ABOUT THIS EXERCISE:
Lines below starting with the line with "task | point to each instance of the red-roofed" and going on through the line with "task | point to each instance of the dormer" must be output exactly; the rest of the records must be left out.

EXERCISE MATERIALS:

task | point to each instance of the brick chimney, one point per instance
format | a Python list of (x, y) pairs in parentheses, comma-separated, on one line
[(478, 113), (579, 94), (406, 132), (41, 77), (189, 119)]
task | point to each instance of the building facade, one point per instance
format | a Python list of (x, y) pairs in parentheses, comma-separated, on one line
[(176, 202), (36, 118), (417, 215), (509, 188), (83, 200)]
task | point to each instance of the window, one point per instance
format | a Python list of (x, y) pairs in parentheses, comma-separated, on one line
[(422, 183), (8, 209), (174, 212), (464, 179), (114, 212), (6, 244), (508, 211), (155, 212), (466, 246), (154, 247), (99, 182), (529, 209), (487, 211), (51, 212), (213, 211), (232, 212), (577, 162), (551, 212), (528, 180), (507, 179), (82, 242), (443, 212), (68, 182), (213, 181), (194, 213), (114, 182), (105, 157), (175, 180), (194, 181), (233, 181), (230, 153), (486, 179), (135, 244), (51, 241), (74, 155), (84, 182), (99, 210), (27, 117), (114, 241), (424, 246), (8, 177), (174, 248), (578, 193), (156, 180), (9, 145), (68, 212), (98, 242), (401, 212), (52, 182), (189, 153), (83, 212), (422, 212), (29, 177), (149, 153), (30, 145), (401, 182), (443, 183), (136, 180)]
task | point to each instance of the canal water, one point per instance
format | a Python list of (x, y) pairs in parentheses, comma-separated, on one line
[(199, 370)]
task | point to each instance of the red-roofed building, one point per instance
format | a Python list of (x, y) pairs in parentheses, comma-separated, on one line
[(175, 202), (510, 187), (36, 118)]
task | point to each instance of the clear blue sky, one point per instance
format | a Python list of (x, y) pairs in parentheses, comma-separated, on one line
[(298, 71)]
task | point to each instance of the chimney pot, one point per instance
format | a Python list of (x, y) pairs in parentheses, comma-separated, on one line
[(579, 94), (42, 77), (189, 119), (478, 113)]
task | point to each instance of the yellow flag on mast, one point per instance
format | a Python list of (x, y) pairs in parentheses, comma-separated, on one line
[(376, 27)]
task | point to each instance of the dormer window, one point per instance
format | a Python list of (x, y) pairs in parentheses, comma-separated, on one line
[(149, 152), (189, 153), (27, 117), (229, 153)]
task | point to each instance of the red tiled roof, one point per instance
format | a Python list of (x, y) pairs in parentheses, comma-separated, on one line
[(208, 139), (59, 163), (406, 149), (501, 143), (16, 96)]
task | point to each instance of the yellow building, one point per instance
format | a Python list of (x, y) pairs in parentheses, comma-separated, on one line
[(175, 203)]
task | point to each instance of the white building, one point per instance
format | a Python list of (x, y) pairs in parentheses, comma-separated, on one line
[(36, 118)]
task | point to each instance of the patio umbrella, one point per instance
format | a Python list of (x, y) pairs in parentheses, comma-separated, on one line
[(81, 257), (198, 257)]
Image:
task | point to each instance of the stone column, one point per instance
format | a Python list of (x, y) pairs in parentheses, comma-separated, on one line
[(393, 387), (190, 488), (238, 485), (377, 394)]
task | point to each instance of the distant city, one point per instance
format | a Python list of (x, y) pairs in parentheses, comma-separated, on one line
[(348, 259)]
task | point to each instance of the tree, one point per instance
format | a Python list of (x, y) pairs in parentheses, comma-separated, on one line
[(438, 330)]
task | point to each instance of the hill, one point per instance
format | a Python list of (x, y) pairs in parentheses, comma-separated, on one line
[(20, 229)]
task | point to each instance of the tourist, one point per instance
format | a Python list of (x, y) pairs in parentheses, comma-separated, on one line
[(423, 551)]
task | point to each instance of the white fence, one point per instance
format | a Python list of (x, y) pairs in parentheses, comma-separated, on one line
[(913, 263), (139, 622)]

RESPONSE TO THE EXERCISE:
task | point to each instance of the red-roofed building, one point per instance
format | a Python list of (x, y) pairs in parentheses, comma-separated, on one line
[(175, 202), (510, 187), (36, 118)]
task | point to each instance of the clear blue sky, one point per instance
format | a Python list of (x, y) pairs in parentheses, comma-separated, on one line
[(298, 71)]
task | point to each instance of the chimney pot, one point per instance
format | a Python list of (x, y) pairs in parentheses, comma-separated, on one line
[(579, 94), (42, 77), (189, 119), (478, 113)]
task | point to each instance of the yellow flag on mast, one point per instance
format | a Python list of (x, y) pairs in parentheses, comma-separated, on one line
[(376, 27)]
task | point to each instance of the dormer window, one point per instance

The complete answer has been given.